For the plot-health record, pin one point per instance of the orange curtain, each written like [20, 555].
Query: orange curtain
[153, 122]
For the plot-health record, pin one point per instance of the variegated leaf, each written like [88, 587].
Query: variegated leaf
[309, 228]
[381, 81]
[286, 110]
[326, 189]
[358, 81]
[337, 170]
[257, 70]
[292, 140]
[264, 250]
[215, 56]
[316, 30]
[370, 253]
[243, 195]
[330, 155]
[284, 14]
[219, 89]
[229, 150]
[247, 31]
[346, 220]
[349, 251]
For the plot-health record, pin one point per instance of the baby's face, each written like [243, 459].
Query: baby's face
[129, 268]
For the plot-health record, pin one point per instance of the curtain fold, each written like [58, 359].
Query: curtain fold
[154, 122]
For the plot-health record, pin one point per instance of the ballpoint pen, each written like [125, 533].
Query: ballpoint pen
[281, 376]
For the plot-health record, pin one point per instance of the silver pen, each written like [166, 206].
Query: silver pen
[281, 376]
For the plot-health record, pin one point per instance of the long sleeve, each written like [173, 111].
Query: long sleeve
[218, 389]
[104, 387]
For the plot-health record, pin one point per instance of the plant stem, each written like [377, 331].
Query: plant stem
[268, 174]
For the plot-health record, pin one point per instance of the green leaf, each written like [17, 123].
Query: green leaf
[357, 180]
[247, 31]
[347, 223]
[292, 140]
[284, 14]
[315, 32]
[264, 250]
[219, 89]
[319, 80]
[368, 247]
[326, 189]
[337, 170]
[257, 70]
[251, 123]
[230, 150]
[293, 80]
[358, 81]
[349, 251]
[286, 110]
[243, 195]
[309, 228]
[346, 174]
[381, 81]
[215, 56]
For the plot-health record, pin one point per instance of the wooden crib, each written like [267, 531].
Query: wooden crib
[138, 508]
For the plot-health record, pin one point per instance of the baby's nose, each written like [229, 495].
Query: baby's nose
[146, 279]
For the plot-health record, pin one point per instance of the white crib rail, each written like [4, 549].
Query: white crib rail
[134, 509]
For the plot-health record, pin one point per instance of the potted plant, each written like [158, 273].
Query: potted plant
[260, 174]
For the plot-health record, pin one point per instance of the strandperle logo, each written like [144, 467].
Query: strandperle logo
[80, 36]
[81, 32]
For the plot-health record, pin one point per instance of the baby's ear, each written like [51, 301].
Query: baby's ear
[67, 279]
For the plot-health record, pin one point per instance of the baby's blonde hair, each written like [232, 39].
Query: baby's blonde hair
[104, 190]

....

STATED TASK: Write out each line of the data above again, exactly as given.

RESULT OF THE EXERCISE:
For the plot-health record, pin one point per instance of the orange curtain, each written like [20, 555].
Query: orange curtain
[153, 122]
For the plot-health record, pin one point per instance of the variegated leaf, each written like [88, 587].
Query: variegated leaf
[309, 228]
[381, 81]
[286, 110]
[326, 189]
[358, 81]
[337, 170]
[257, 70]
[292, 140]
[264, 250]
[215, 56]
[316, 30]
[370, 253]
[243, 195]
[330, 155]
[284, 14]
[219, 89]
[229, 150]
[247, 31]
[346, 220]
[349, 251]
For the plot-health record, pin one point per instance of the baby's face, each written like [243, 459].
Query: baby's face
[129, 268]
For the plot-health record, pin one point per instance of the curtain fold, each written like [58, 359].
Query: curtain fold
[154, 122]
For the plot-health record, pin one point per instance of the ballpoint pen, each written like [125, 533].
Query: ballpoint pen
[281, 376]
For the plot-health record, pin one point per instance of the silver pen, each written like [166, 206].
Query: silver pen
[281, 376]
For the plot-health record, pin one point per instance of the long sleeve, each written like [173, 111].
Query: long sleeve
[218, 389]
[104, 387]
For the plot-health record, pin one point per instance of the plant stem, each written like [377, 331].
Query: plant stem
[268, 174]
For the plot-health record, pin one point per instance of the green leaf, each written like [17, 123].
Query: green leaf
[357, 180]
[247, 31]
[347, 223]
[292, 140]
[284, 14]
[315, 32]
[264, 250]
[219, 89]
[319, 80]
[368, 247]
[326, 189]
[337, 170]
[257, 70]
[251, 123]
[230, 150]
[293, 80]
[358, 81]
[349, 251]
[286, 110]
[243, 195]
[309, 228]
[346, 174]
[381, 81]
[215, 56]
For the plot-health record, pin one point per instance of the wooden crib, each written like [267, 531].
Query: wooden crib
[138, 508]
For the plot-health record, pin one point per instance of the baby's nose, each written like [229, 495].
Query: baby's nose
[146, 279]
For the plot-health record, pin one point per instance of the white crib rail, each written like [4, 549].
Query: white crib rail
[134, 509]
For the plot-health record, pin one point per instance of the potted plant, each written like [158, 273].
Query: potted plant
[260, 174]
For the plot-health record, pin one point per instance of the strandperle logo, each written like [144, 467].
Query: strandperle logo
[80, 36]
[81, 32]
For the plot-health record, pin one point per instance of the baby's ear, each written like [51, 301].
Query: baby's ear
[67, 279]
For the plot-health record, pin one point per instance of the baby's blonde hair, each written like [232, 39].
Query: baby's blonde hair
[104, 190]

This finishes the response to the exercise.